### Direction A
Extract everything from "i know as soon" down to "dent in it...." in the forum thread below.

### Page
Sounds like a plan...just let us know if it gets there on Monday.


----------



## Puffin Fresh

*Re: Blind KARMA-PASS: KASR boxpass #2*

Bump for easy access.


----------



## KASR

*Re: Blind KARMA-PASS: KASR boxpass #2*

Did it arrive Shaggy???


----------



## shaggy

*Re: Blind KARMA-PASS: KASR boxpass #2*

just got in from work.....not here today

i hate holdin u guys up...do we have a tracking #?


----------



## boonedoggle

*Re: Blind KARMA-PASS: KASR boxpass #2*



shaggy said:


> just got in from work.....not here today
> 
> i hate holdin u guys up...do we have a tracking #?


You suck!


----------



## shaggy

*Re: Blind KARMA-PASS: KASR boxpass #2*

shup jimmy or i will slap ya

:r

i know as soon as the box is replaced it will show up

let me know what u wanna do aaron......i dont think i could replace the whole box but i could put a dent in it....

### Data records
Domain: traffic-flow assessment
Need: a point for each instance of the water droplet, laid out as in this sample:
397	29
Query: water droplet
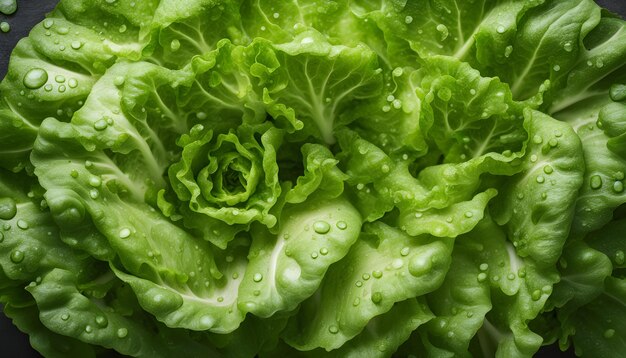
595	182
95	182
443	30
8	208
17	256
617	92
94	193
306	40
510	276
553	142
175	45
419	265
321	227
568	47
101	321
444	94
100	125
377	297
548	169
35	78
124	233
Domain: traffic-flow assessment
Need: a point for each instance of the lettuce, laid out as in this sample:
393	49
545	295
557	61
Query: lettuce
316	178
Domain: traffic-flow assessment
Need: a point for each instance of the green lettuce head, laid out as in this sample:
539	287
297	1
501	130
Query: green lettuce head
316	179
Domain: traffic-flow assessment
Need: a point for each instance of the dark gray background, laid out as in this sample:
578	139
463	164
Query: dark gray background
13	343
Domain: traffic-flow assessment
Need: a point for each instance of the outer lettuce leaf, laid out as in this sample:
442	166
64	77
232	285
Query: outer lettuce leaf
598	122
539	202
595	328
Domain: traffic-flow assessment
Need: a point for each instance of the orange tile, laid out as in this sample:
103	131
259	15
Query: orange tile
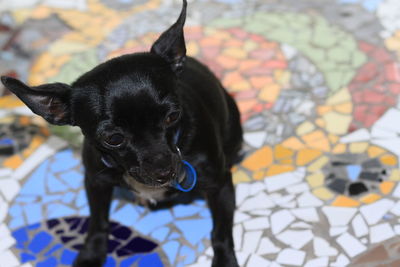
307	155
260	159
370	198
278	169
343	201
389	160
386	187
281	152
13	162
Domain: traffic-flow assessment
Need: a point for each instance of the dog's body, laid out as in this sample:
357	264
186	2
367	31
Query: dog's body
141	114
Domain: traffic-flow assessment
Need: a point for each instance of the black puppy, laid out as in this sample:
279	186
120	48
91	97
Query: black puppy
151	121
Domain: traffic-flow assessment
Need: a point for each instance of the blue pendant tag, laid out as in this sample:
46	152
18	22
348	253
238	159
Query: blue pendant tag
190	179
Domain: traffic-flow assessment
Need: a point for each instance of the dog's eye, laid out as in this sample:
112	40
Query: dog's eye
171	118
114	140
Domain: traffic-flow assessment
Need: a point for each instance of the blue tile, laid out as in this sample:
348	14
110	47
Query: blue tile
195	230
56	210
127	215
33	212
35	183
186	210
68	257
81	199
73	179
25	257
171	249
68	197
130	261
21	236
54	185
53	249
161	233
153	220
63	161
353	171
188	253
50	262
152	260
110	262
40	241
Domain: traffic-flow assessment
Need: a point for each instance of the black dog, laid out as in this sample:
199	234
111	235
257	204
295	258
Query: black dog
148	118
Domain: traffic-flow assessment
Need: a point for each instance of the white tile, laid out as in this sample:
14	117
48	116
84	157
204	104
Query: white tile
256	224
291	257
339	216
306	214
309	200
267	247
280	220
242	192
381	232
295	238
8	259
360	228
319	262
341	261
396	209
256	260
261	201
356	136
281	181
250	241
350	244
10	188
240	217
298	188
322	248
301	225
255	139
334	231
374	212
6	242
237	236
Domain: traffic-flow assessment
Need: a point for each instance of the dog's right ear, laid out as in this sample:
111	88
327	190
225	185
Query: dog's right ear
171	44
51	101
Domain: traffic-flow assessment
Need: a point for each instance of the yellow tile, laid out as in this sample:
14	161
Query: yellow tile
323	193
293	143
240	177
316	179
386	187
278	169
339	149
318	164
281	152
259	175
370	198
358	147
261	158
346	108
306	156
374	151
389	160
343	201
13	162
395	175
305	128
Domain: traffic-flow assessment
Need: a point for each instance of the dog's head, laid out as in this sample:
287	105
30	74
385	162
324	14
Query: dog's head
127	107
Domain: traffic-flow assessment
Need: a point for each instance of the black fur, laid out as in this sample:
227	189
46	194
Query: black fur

### Direction B
Pick out each line of the entries above that contains the word "lettuce", copying those lines in full.

### Complete answer A
i know as soon as the box is replaced it will show up

let me know what u wanna do aaron......i dont think i could replace the whole box but i could put a dent in it....

### Complete answer B
Need: a point for each instance of the lettuce, laid out as in this sample:
Query: lettuce
Need: a point for each instance of the green lettuce head, laid out as in this sample:
Query: green lettuce head
Need: a point for each instance of the outer lettuce leaf, laid out as in this sample:
Query: outer lettuce leaf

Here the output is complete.